* [ERFORDERLICHE SCHRITTE]
- a) Wie viele Gemälde von Suzanne Valadon sind laut dem Text über sie erhalten?
- b) Gib einen Teil des Texts über Suzanne Valadon wörtlich wieder: Fang bei den Worten "geboren am 23." an und hör nach "Zeit gesetzt waren." auf.

* [SEITENAUSZUG]
# # # #

(Marie-Clémentine Valadon [Geburtsname])
geboren am 23. September 1865 in Bessines-sur-Gartempe, Haute-Vienne
gestorben am 7. April 1938 in Paris
französische Malerin
85. Todestag am 7. April 2023
Biografie • Zitate • Weblinks • Literatur & Quellen • Bildquellen
Biografie
Suzanne Valadon hatte – anders als die aus bürgerlichen Familien stammenden Künstlerinnen ihrer Generation – keinerlei Aussicht auf Ausbildung. Dafür führte sie ein außergewöhnlich freizügiges Leben und schuf aus dieser Unabhängigkeit ein großes Werk (erhalten sind etwa 300 Zeichnungen und Drucke, fast 500 Gemälde). Besonders in ihren Frauenporträts und teilweise gewagten Aktbildern überschritt sie die Grenzen, die der Kunst von Frauen in ihrer Zeit gesetzt waren.

# # # #

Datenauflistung

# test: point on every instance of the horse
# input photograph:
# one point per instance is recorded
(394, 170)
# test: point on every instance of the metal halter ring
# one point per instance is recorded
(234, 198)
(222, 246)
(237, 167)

# # # #

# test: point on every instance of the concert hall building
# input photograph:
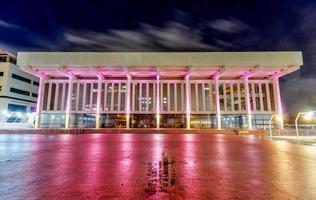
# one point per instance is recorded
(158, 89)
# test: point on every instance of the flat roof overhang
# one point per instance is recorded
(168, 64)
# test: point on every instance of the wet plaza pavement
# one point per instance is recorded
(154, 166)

# # # #

* [ERGEBNISSE DER REIHE]
- a) Fast 500 Gemälde.

- b)
geboren am 23. September 1865 in Bessines-sur-Gartempe, Haute-Vienne
gestorben am 7. April 1938 in Paris
französische Malerin
85. Todestag am 7. April 2023
Biografie • Zitate • Weblinks • Literatur & Quellen • Bildquellen
Biografie
Suzanne Valadon hatte – anders als die aus bürgerlichen Familien stammenden Künstlerinnen ihrer Generation – keinerlei Aussicht auf Ausbildung. Dafür führte sie ein außergewöhnlich freizügiges Leben und schuf aus dieser Unabhängigkeit ein großes Werk (erhalten sind etwa 300 Zeichnungen und Drucke, fast 500 Gemälde). Besonders in ihren Frauenporträts und teilweise gewagten Aktbildern überschritt sie die Grenzen, die der Kunst von Frauen in ihrer Zeit gesetzt waren.